* WORK TO COMPLETE:
1. According to the eulogy, how many books had John Freely written at the last count?
2. From the eulogy, quote everything from "There are his" down to "next 55 years.".

Eulogy for service at Feriköy 11.5.17

Maureen Freely on her late father John Freely: "His first guide was Evliya Çelebi. During our first week in Istanbul, in September 1960, he found a century-old translation of Evliya’s Seyahatname in the Robert College library"

13 Mayıs 2017 20:48

All of you assembled here know my father’s story. From his books, if not from the man himself.

There is his childhood in Ireland and Brooklyn.

There are his adventures during World War II.

There is my mother, with whom he signed a pact in blood to travel the world, as soon as he finished graduate school.  

And the move to Istanbul, in 1960, with three children, aged 8, 5 and 1.

There are the travels along almost all the shores of the Mediterranean, always returning to Istanbul and the shores of the Bosphorus, where he and my mother made their home for most of the next 55 years.

There are the legendary parties, most especially the St Patricks Day parties.

And the books. 65 of them at the last count.

Those of you who worked with him or were taught by him will remember him also a man of science, and as a dedicated chronicler of the history of science.

But those of us who had the good fortune to accompany him on his travels either in person or in print will also remember that it was the poets, ancient and modern, who fired his imagination and shaped his life.  

There were, first of all, the ballads of the West of Ireland, where Irish was still a spoken language when he lived there as a boy. There was Homer, whom he read as a young man, not long before he himself sailed through the Suez Canal during the last months of World War II, to enter a Mediterranean Sea he could not help but see as mythical.  There was Shelley’s Ozymandias, which captured what he’d seen by then –an entire world in ruins– and what he saw in the beautiful, haunting remains of the classical world during his many travels thereafter.

And then there was William Butler Yeats, the great Irish poet, with whom my father sailed to Byzantium in his imagination many years before he saw it with his own eyes:

Let me read that poem to you now.

That is no country for old men. The young

In one another's arms, birds in the trees

– Those dying generations – at their song,

The salmon‐falls, the mackerel‐crowded seas,

Fish, flesh, or fowl, commend all summer long

Whatever is begotten, born, and dies.

Caught in that sensual music all neglect

Monuments of unageing intellect.

 

An aged man is but a paltry thing,

A tattered coat upon a stick, unless

Soul clap its hands and sing, and louder sing

For every tatter in its mortal dress,

Nor is there singing school but studying

Monuments of its own magnificence;

And therefore I have sailed the seas and come

To the holy city of Byzantium.

 

O sages standing in God's holy fire

As in the gold mosaic of a wall,

Come from the holy fire, perne in a gyre,

And be the singing‐masters of my soul.

Consume my heart away; sick with desire

And fastened to a dying animal

It knows not what it is; and gather me

Into the artifice of eternity.

 

Once out of nature I shall never take

My bodily form from any natural thing,

But such a form as Grecian goldsmiths make

Of hammered gold and gold enamelling

To keep a drowsy Emperor awake;

Or set upon a golden bough to sing

To lords and ladies of Byzantium

Of what is past, or passing, or to come.

I have chosen to read this poem today not just because it brought him here, but because when I read it now, just weeks after losing him, I can see so much of him in it. Because John the scientist thought a great deal about eternity. All his life, he sang of what was past, or passing, or to come. And it was in Istanbul –Constantinople- Byzantium that he found his soul.

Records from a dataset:
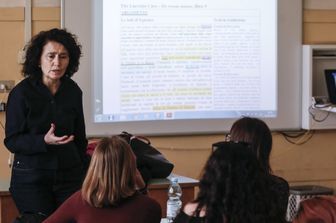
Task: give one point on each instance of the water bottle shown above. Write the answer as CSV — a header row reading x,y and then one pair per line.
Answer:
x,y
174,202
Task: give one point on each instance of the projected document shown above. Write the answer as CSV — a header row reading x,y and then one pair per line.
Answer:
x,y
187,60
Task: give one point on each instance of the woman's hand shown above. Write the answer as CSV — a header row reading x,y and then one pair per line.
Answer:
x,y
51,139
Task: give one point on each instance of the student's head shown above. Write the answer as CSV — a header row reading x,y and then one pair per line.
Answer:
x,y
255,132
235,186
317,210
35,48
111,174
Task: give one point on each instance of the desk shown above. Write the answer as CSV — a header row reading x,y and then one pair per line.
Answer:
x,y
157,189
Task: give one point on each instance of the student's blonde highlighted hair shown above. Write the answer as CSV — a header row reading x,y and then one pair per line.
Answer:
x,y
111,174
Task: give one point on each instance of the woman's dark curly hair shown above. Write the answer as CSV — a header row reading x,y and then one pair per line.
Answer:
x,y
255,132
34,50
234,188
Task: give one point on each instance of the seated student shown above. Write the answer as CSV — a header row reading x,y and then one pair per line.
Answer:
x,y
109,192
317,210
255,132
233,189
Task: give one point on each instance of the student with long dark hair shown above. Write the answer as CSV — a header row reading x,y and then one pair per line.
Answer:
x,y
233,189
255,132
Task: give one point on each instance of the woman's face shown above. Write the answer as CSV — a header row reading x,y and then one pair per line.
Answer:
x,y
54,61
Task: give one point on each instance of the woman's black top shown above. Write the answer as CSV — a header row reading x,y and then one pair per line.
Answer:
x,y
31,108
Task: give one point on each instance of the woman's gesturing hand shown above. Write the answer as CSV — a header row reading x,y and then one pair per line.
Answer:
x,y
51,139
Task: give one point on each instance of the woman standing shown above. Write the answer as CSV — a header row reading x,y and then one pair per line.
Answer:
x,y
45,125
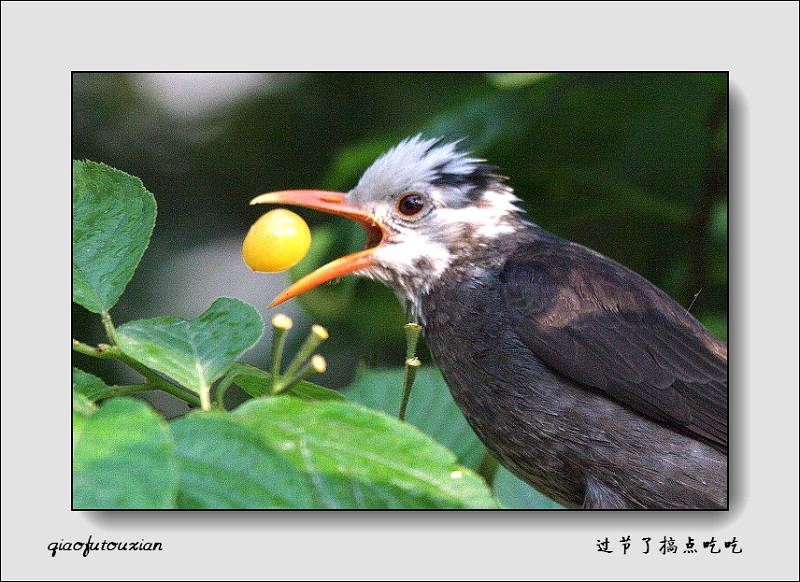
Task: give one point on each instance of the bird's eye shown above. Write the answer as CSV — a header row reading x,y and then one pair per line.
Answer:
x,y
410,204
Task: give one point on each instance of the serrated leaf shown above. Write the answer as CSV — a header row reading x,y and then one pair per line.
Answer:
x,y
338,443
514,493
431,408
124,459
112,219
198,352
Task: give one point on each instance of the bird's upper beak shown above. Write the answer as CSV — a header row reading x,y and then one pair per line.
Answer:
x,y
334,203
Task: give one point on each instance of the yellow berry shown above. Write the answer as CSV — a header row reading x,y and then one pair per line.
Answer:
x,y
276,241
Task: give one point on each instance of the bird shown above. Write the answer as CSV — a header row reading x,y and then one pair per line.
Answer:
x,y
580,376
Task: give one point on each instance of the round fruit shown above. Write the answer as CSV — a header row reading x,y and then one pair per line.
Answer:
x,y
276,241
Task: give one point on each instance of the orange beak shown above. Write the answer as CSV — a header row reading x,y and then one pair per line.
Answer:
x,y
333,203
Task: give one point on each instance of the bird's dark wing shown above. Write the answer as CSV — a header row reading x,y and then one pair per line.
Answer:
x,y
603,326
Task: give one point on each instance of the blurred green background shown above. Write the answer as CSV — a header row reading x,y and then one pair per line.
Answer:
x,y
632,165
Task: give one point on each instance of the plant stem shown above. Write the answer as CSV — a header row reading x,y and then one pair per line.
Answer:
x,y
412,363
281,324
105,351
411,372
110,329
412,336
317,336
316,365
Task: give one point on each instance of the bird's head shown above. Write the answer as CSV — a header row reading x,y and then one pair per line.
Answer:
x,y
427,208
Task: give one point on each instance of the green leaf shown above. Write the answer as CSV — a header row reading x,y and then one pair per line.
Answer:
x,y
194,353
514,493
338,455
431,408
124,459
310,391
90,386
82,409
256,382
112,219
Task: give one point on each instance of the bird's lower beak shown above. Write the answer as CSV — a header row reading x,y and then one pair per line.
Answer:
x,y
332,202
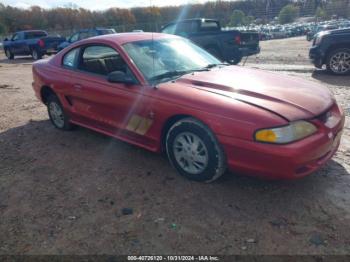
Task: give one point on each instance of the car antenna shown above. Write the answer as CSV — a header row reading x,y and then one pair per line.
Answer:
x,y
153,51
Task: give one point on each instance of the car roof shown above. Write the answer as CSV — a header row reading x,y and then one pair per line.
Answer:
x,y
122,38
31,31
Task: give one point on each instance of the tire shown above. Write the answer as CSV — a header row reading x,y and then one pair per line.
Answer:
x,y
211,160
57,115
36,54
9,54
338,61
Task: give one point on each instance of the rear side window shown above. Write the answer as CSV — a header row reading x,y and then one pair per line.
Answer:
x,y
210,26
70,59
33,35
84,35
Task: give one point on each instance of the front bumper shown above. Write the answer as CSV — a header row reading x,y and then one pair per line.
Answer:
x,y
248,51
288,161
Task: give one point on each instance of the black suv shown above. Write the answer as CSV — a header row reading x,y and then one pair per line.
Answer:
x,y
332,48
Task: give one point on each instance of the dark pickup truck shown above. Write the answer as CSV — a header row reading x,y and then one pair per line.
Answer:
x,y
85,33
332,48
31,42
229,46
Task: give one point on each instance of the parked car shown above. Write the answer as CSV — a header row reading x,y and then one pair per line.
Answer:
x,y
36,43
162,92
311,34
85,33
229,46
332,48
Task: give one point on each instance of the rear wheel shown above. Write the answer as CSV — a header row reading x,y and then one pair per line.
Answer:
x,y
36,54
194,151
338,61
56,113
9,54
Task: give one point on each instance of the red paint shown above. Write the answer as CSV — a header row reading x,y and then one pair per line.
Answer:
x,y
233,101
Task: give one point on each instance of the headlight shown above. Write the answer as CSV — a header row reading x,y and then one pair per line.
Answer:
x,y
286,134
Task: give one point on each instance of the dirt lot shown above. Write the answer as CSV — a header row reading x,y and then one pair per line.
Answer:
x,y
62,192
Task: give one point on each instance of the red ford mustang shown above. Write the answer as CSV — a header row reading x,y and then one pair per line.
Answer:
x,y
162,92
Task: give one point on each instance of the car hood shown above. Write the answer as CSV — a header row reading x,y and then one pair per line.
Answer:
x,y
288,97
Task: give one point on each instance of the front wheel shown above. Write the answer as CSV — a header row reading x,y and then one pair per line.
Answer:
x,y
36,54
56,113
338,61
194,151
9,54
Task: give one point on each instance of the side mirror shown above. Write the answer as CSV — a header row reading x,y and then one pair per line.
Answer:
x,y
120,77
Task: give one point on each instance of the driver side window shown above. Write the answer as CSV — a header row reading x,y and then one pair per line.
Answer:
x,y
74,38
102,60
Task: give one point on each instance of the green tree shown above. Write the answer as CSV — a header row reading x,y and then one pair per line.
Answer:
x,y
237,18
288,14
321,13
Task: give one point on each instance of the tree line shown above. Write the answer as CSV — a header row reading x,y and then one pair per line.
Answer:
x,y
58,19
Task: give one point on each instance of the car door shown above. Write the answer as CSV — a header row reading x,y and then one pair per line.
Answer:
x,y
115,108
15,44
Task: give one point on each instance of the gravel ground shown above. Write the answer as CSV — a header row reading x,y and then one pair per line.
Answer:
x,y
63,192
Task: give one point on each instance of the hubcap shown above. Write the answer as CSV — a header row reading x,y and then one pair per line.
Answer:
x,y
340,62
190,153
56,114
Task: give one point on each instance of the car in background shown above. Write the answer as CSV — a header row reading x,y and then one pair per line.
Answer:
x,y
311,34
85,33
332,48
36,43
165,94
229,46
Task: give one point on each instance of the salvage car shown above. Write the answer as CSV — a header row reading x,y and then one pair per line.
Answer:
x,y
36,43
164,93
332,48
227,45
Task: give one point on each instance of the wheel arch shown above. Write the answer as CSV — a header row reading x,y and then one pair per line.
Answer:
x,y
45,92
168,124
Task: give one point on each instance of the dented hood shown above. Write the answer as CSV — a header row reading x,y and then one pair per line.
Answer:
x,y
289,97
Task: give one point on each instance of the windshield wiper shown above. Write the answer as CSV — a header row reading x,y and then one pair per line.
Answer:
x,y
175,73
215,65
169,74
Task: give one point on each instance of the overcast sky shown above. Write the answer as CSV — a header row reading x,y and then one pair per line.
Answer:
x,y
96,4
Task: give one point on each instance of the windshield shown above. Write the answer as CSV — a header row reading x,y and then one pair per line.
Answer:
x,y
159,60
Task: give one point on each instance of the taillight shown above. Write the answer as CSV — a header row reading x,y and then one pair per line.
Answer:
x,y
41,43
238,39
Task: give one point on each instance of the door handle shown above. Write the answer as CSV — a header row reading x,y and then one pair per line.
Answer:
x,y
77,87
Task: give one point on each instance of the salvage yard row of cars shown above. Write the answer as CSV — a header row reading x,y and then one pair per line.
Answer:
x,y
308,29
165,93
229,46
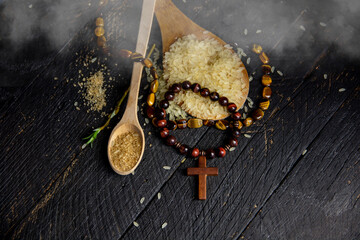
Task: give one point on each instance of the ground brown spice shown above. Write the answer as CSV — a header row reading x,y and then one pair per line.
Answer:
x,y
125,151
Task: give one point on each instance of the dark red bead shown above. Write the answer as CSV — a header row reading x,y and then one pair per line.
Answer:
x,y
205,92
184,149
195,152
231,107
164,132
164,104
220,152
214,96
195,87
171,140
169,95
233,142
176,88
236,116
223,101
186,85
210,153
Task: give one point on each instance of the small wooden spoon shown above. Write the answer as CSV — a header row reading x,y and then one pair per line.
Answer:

* ANSWERS TO EACH TASK:
1. 65

2.
There are his adventures during World War II.

There is my mother, with whom he signed a pact in blood to travel the world, as soon as he finished graduate school.  

And the move to Istanbul, in 1960, with three children, aged 8, 5 and 1.

There are the travels along almost all the shores of the Mediterranean, always returning to Istanbul and the shores of the Bosphorus, where he and my mother made their home for most of the next 55 years.